**REQUEST:**
Pull out every line below that contains the word "green".

**ENTRIES SHOWN:**
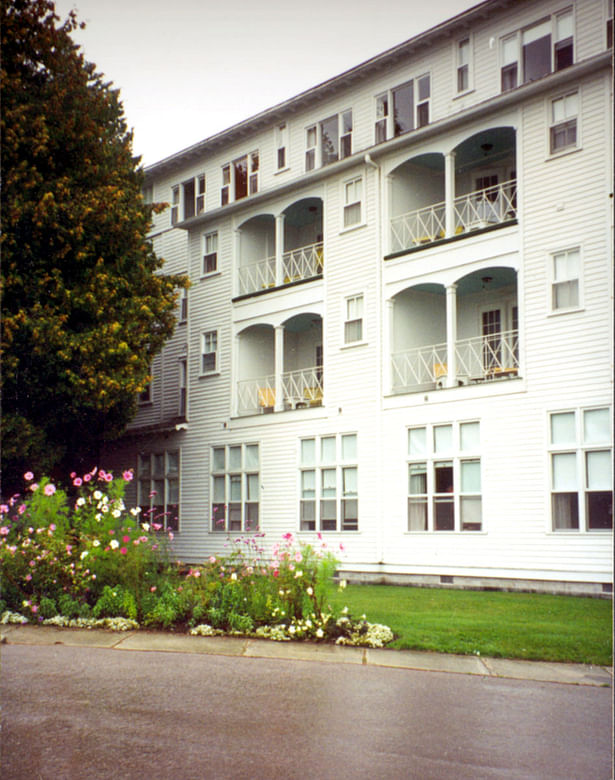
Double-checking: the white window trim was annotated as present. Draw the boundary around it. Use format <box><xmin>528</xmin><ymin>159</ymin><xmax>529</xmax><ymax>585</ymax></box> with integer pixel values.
<box><xmin>199</xmin><ymin>328</ymin><xmax>220</xmax><ymax>377</ymax></box>
<box><xmin>340</xmin><ymin>173</ymin><xmax>367</xmax><ymax>233</ymax></box>
<box><xmin>547</xmin><ymin>244</ymin><xmax>585</xmax><ymax>317</ymax></box>
<box><xmin>545</xmin><ymin>403</ymin><xmax>614</xmax><ymax>536</ymax></box>
<box><xmin>341</xmin><ymin>291</ymin><xmax>367</xmax><ymax>349</ymax></box>
<box><xmin>545</xmin><ymin>86</ymin><xmax>583</xmax><ymax>161</ymax></box>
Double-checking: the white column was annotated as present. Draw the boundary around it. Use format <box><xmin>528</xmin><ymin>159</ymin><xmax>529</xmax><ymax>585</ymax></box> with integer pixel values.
<box><xmin>275</xmin><ymin>214</ymin><xmax>285</xmax><ymax>287</ymax></box>
<box><xmin>274</xmin><ymin>325</ymin><xmax>284</xmax><ymax>412</ymax></box>
<box><xmin>444</xmin><ymin>152</ymin><xmax>455</xmax><ymax>238</ymax></box>
<box><xmin>446</xmin><ymin>284</ymin><xmax>457</xmax><ymax>387</ymax></box>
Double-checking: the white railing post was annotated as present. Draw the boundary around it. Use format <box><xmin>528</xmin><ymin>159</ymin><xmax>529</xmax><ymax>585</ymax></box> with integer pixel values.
<box><xmin>444</xmin><ymin>152</ymin><xmax>455</xmax><ymax>238</ymax></box>
<box><xmin>275</xmin><ymin>214</ymin><xmax>286</xmax><ymax>287</ymax></box>
<box><xmin>446</xmin><ymin>284</ymin><xmax>457</xmax><ymax>387</ymax></box>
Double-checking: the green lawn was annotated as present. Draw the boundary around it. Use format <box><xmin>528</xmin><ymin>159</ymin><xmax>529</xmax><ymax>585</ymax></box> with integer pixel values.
<box><xmin>331</xmin><ymin>585</ymin><xmax>613</xmax><ymax>665</ymax></box>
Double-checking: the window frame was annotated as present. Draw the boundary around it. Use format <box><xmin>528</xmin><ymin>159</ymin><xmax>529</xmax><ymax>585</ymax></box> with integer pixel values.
<box><xmin>342</xmin><ymin>292</ymin><xmax>365</xmax><ymax>347</ymax></box>
<box><xmin>405</xmin><ymin>419</ymin><xmax>486</xmax><ymax>534</ymax></box>
<box><xmin>547</xmin><ymin>87</ymin><xmax>581</xmax><ymax>158</ymax></box>
<box><xmin>136</xmin><ymin>447</ymin><xmax>181</xmax><ymax>532</ymax></box>
<box><xmin>546</xmin><ymin>404</ymin><xmax>613</xmax><ymax>534</ymax></box>
<box><xmin>209</xmin><ymin>441</ymin><xmax>261</xmax><ymax>534</ymax></box>
<box><xmin>297</xmin><ymin>431</ymin><xmax>360</xmax><ymax>533</ymax></box>
<box><xmin>199</xmin><ymin>329</ymin><xmax>220</xmax><ymax>376</ymax></box>
<box><xmin>499</xmin><ymin>4</ymin><xmax>577</xmax><ymax>92</ymax></box>
<box><xmin>549</xmin><ymin>245</ymin><xmax>583</xmax><ymax>316</ymax></box>
<box><xmin>201</xmin><ymin>230</ymin><xmax>218</xmax><ymax>277</ymax></box>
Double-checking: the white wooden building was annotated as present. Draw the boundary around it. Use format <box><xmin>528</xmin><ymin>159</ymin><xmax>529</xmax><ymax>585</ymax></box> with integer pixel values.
<box><xmin>104</xmin><ymin>0</ymin><xmax>613</xmax><ymax>593</ymax></box>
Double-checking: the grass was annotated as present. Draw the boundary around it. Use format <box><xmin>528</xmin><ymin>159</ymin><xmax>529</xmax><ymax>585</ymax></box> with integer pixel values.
<box><xmin>330</xmin><ymin>585</ymin><xmax>613</xmax><ymax>665</ymax></box>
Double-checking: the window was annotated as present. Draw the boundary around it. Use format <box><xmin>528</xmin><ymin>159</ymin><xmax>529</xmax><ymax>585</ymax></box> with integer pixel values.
<box><xmin>137</xmin><ymin>450</ymin><xmax>179</xmax><ymax>531</ymax></box>
<box><xmin>171</xmin><ymin>184</ymin><xmax>179</xmax><ymax>225</ymax></box>
<box><xmin>549</xmin><ymin>91</ymin><xmax>579</xmax><ymax>154</ymax></box>
<box><xmin>299</xmin><ymin>433</ymin><xmax>359</xmax><ymax>531</ymax></box>
<box><xmin>375</xmin><ymin>74</ymin><xmax>431</xmax><ymax>143</ymax></box>
<box><xmin>275</xmin><ymin>122</ymin><xmax>288</xmax><ymax>171</ymax></box>
<box><xmin>500</xmin><ymin>8</ymin><xmax>574</xmax><ymax>92</ymax></box>
<box><xmin>457</xmin><ymin>38</ymin><xmax>470</xmax><ymax>93</ymax></box>
<box><xmin>201</xmin><ymin>330</ymin><xmax>218</xmax><ymax>374</ymax></box>
<box><xmin>305</xmin><ymin>111</ymin><xmax>352</xmax><ymax>171</ymax></box>
<box><xmin>549</xmin><ymin>407</ymin><xmax>613</xmax><ymax>531</ymax></box>
<box><xmin>551</xmin><ymin>247</ymin><xmax>581</xmax><ymax>311</ymax></box>
<box><xmin>210</xmin><ymin>444</ymin><xmax>260</xmax><ymax>532</ymax></box>
<box><xmin>177</xmin><ymin>358</ymin><xmax>188</xmax><ymax>419</ymax></box>
<box><xmin>343</xmin><ymin>176</ymin><xmax>363</xmax><ymax>228</ymax></box>
<box><xmin>179</xmin><ymin>287</ymin><xmax>188</xmax><ymax>323</ymax></box>
<box><xmin>408</xmin><ymin>421</ymin><xmax>482</xmax><ymax>532</ymax></box>
<box><xmin>220</xmin><ymin>152</ymin><xmax>260</xmax><ymax>206</ymax></box>
<box><xmin>201</xmin><ymin>231</ymin><xmax>218</xmax><ymax>275</ymax></box>
<box><xmin>344</xmin><ymin>295</ymin><xmax>363</xmax><ymax>344</ymax></box>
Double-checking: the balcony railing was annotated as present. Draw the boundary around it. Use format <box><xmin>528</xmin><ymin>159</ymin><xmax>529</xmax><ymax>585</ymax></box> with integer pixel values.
<box><xmin>282</xmin><ymin>242</ymin><xmax>323</xmax><ymax>284</ymax></box>
<box><xmin>391</xmin><ymin>179</ymin><xmax>517</xmax><ymax>252</ymax></box>
<box><xmin>391</xmin><ymin>330</ymin><xmax>519</xmax><ymax>393</ymax></box>
<box><xmin>237</xmin><ymin>366</ymin><xmax>323</xmax><ymax>415</ymax></box>
<box><xmin>239</xmin><ymin>257</ymin><xmax>275</xmax><ymax>295</ymax></box>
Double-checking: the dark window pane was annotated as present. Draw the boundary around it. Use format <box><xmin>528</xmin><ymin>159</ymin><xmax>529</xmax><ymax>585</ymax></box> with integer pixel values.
<box><xmin>393</xmin><ymin>82</ymin><xmax>414</xmax><ymax>135</ymax></box>
<box><xmin>587</xmin><ymin>490</ymin><xmax>613</xmax><ymax>530</ymax></box>
<box><xmin>552</xmin><ymin>493</ymin><xmax>579</xmax><ymax>531</ymax></box>
<box><xmin>555</xmin><ymin>38</ymin><xmax>572</xmax><ymax>70</ymax></box>
<box><xmin>320</xmin><ymin>115</ymin><xmax>339</xmax><ymax>165</ymax></box>
<box><xmin>502</xmin><ymin>62</ymin><xmax>517</xmax><ymax>92</ymax></box>
<box><xmin>523</xmin><ymin>35</ymin><xmax>551</xmax><ymax>81</ymax></box>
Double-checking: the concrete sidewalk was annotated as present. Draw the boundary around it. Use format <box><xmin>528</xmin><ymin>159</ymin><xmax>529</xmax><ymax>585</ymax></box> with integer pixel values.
<box><xmin>0</xmin><ymin>624</ymin><xmax>613</xmax><ymax>687</ymax></box>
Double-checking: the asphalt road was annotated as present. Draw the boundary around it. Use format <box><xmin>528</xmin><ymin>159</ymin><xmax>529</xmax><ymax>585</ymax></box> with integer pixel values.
<box><xmin>1</xmin><ymin>645</ymin><xmax>613</xmax><ymax>780</ymax></box>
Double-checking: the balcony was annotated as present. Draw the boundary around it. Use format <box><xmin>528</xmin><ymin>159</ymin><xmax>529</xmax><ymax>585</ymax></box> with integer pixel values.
<box><xmin>391</xmin><ymin>330</ymin><xmax>519</xmax><ymax>393</ymax></box>
<box><xmin>389</xmin><ymin>127</ymin><xmax>518</xmax><ymax>254</ymax></box>
<box><xmin>391</xmin><ymin>179</ymin><xmax>517</xmax><ymax>253</ymax></box>
<box><xmin>237</xmin><ymin>198</ymin><xmax>324</xmax><ymax>296</ymax></box>
<box><xmin>237</xmin><ymin>366</ymin><xmax>323</xmax><ymax>416</ymax></box>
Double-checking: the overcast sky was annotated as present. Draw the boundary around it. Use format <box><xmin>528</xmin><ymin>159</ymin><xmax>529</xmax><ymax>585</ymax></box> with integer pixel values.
<box><xmin>55</xmin><ymin>0</ymin><xmax>478</xmax><ymax>165</ymax></box>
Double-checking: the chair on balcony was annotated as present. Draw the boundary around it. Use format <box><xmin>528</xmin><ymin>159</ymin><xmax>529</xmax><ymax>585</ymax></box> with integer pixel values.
<box><xmin>258</xmin><ymin>387</ymin><xmax>275</xmax><ymax>412</ymax></box>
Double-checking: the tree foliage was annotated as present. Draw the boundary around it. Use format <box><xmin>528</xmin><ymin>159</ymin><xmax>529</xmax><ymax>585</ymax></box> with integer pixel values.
<box><xmin>0</xmin><ymin>0</ymin><xmax>187</xmax><ymax>487</ymax></box>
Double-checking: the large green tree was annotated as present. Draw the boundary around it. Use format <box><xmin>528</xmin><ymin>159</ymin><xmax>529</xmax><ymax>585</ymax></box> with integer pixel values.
<box><xmin>0</xmin><ymin>0</ymin><xmax>186</xmax><ymax>492</ymax></box>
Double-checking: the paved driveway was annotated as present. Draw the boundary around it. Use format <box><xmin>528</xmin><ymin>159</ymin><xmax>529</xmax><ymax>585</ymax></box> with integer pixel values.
<box><xmin>1</xmin><ymin>645</ymin><xmax>612</xmax><ymax>780</ymax></box>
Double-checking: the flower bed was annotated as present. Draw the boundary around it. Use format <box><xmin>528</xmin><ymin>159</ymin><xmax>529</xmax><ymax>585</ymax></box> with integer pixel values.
<box><xmin>0</xmin><ymin>469</ymin><xmax>393</xmax><ymax>647</ymax></box>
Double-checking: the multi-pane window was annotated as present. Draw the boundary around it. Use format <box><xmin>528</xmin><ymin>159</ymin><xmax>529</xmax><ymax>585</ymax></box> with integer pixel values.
<box><xmin>201</xmin><ymin>330</ymin><xmax>218</xmax><ymax>374</ymax></box>
<box><xmin>549</xmin><ymin>90</ymin><xmax>579</xmax><ymax>154</ymax></box>
<box><xmin>375</xmin><ymin>74</ymin><xmax>431</xmax><ymax>143</ymax></box>
<box><xmin>457</xmin><ymin>38</ymin><xmax>470</xmax><ymax>92</ymax></box>
<box><xmin>500</xmin><ymin>8</ymin><xmax>574</xmax><ymax>92</ymax></box>
<box><xmin>549</xmin><ymin>407</ymin><xmax>613</xmax><ymax>531</ymax></box>
<box><xmin>551</xmin><ymin>247</ymin><xmax>581</xmax><ymax>311</ymax></box>
<box><xmin>344</xmin><ymin>295</ymin><xmax>363</xmax><ymax>344</ymax></box>
<box><xmin>408</xmin><ymin>421</ymin><xmax>482</xmax><ymax>531</ymax></box>
<box><xmin>137</xmin><ymin>450</ymin><xmax>179</xmax><ymax>531</ymax></box>
<box><xmin>305</xmin><ymin>110</ymin><xmax>352</xmax><ymax>171</ymax></box>
<box><xmin>343</xmin><ymin>176</ymin><xmax>363</xmax><ymax>228</ymax></box>
<box><xmin>210</xmin><ymin>444</ymin><xmax>260</xmax><ymax>532</ymax></box>
<box><xmin>201</xmin><ymin>231</ymin><xmax>218</xmax><ymax>275</ymax></box>
<box><xmin>220</xmin><ymin>151</ymin><xmax>260</xmax><ymax>206</ymax></box>
<box><xmin>275</xmin><ymin>122</ymin><xmax>288</xmax><ymax>171</ymax></box>
<box><xmin>299</xmin><ymin>433</ymin><xmax>359</xmax><ymax>531</ymax></box>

**COMPLETED EXERCISE:**
Double-checking: the green lawn was annotated as present. Draw the boundary around it. Use format <box><xmin>528</xmin><ymin>159</ymin><xmax>529</xmax><ymax>585</ymax></box> with integer pixel values.
Double-checking: the large green tree was annotated as present. Draw the boundary around it. Use format <box><xmin>528</xmin><ymin>159</ymin><xmax>529</xmax><ymax>585</ymax></box> with integer pixel values.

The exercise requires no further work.